- Directive
Skip the pictures. Copy all the rest of the records down exactly.

- Records to use
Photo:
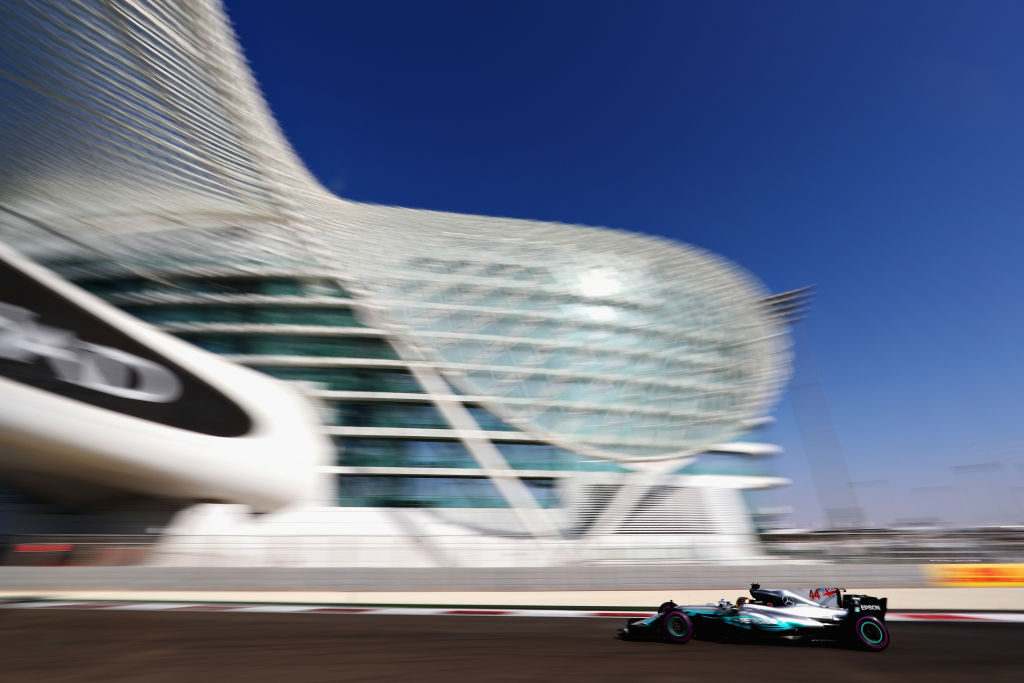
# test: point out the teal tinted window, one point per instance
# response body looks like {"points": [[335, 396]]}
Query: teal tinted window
{"points": [[401, 453], [375, 414], [261, 344], [720, 463], [252, 314], [347, 379], [418, 492], [267, 286]]}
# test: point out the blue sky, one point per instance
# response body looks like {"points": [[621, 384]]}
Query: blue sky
{"points": [[873, 150]]}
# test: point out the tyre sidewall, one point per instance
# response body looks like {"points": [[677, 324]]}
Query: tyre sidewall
{"points": [[676, 627], [866, 641]]}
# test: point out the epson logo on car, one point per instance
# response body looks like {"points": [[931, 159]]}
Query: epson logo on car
{"points": [[92, 366]]}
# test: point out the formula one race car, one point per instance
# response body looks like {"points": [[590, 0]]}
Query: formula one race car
{"points": [[825, 614]]}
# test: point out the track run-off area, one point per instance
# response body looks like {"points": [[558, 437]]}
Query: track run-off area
{"points": [[116, 641]]}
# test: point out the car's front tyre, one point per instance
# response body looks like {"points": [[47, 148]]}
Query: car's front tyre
{"points": [[676, 627]]}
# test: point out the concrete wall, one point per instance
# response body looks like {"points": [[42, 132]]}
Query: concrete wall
{"points": [[625, 578]]}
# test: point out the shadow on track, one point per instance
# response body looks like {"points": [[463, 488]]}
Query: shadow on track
{"points": [[56, 645]]}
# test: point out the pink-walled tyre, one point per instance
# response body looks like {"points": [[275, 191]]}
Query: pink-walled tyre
{"points": [[676, 627], [870, 634]]}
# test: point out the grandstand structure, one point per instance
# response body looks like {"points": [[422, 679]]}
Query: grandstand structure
{"points": [[487, 386]]}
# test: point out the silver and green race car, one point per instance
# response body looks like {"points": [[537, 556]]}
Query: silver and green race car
{"points": [[817, 613]]}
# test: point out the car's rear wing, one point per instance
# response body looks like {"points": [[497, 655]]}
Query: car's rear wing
{"points": [[866, 604]]}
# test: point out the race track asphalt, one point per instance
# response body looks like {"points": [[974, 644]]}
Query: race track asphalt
{"points": [[43, 645]]}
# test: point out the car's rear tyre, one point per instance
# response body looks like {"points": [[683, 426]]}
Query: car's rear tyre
{"points": [[676, 627], [870, 634]]}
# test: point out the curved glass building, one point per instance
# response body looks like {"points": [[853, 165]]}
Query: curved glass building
{"points": [[483, 381]]}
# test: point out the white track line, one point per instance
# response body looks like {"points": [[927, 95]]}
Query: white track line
{"points": [[115, 605]]}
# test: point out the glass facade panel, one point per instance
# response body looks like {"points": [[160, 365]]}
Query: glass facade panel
{"points": [[268, 286], [262, 314], [376, 414], [401, 453], [261, 344], [347, 379], [419, 492], [720, 463]]}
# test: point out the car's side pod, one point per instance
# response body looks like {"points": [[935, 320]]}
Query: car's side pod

- Task answer
Photo:
# test: point out the teal tinted window, one point per instance
# response body looks like {"points": [[335, 396]]}
Query: teal tinted window
{"points": [[401, 453], [375, 414], [261, 344], [720, 463], [252, 314], [347, 379], [418, 492], [267, 286]]}
# test: point out the blue sky, one point per instance
# response body looks like {"points": [[621, 384]]}
Query: blue sky
{"points": [[873, 150]]}
# test: point out the tyre sidewall, one point per instance
# response body looks like {"points": [[677, 324]]}
Query: tyre sidewall
{"points": [[676, 627], [866, 641]]}
# test: point out the epson logo on car, one point per instance
# response body looks like {"points": [[931, 159]]}
Query: epson logo on car
{"points": [[92, 366]]}
# test: point out the formula one race car, one point per instance
# response body looks like {"points": [[590, 0]]}
Query: formula one race car
{"points": [[825, 614]]}
# test: point out the track run-off area, one point per instance
# response body looks like {"points": [[558, 437]]}
Query: track run-off area
{"points": [[116, 641]]}
# test: point out the car's front tyre, one point per instance
# response body looks like {"points": [[47, 148]]}
Query: car's front tyre
{"points": [[676, 627]]}
# test: point out the concrete wall, one point per instance
# response body looks like {"points": [[42, 132]]}
Query: concrete wall
{"points": [[625, 578]]}
# test: point out the shadow on track, one point per instance
# response body looks like {"points": [[463, 488]]}
Query: shadow on track
{"points": [[56, 645]]}
# test: point out the pink-walled tyre, one point per instance
# response body looks like {"points": [[275, 191]]}
Query: pink-walled tyre
{"points": [[676, 627], [870, 634]]}
# test: point out the grandstand structure, one point per instance
# response body looks like {"points": [[422, 679]]}
Query: grandstand structure
{"points": [[487, 386]]}
# test: point out the silver and green race car, one point per instance
# response body looks like {"points": [[537, 556]]}
Query: silver and green race car
{"points": [[817, 613]]}
# test: point out the car's rear wing, one point per instance
# response body looks like {"points": [[497, 655]]}
Query: car's rear wing
{"points": [[866, 604]]}
# test: point out the race track asphalt, one point per instance
# response body looks like {"points": [[974, 644]]}
Query: race track asphalt
{"points": [[43, 645]]}
# test: point out the car's rear tyre, one point per instance
# response body looks like {"points": [[683, 426]]}
Query: car's rear tyre
{"points": [[676, 627], [870, 634]]}
# test: point out the curved glass building, one point per instance
# response body looks like {"points": [[853, 165]]}
Query: curved glass building
{"points": [[483, 381]]}
# test: point out the white track line, one point per instance
# response body looks like {"points": [[927, 95]]}
Query: white track line
{"points": [[115, 605]]}
# test: point out the glass facade panel, one point per instance
# response body looks like {"points": [[160, 365]]}
Query: glass facade panel
{"points": [[268, 286], [262, 314], [376, 414], [401, 453], [261, 344], [347, 379], [419, 492], [720, 463]]}
# test: point out the car's side pod, one point per instance
# response body looks like {"points": [[935, 320]]}
Query: car's side pod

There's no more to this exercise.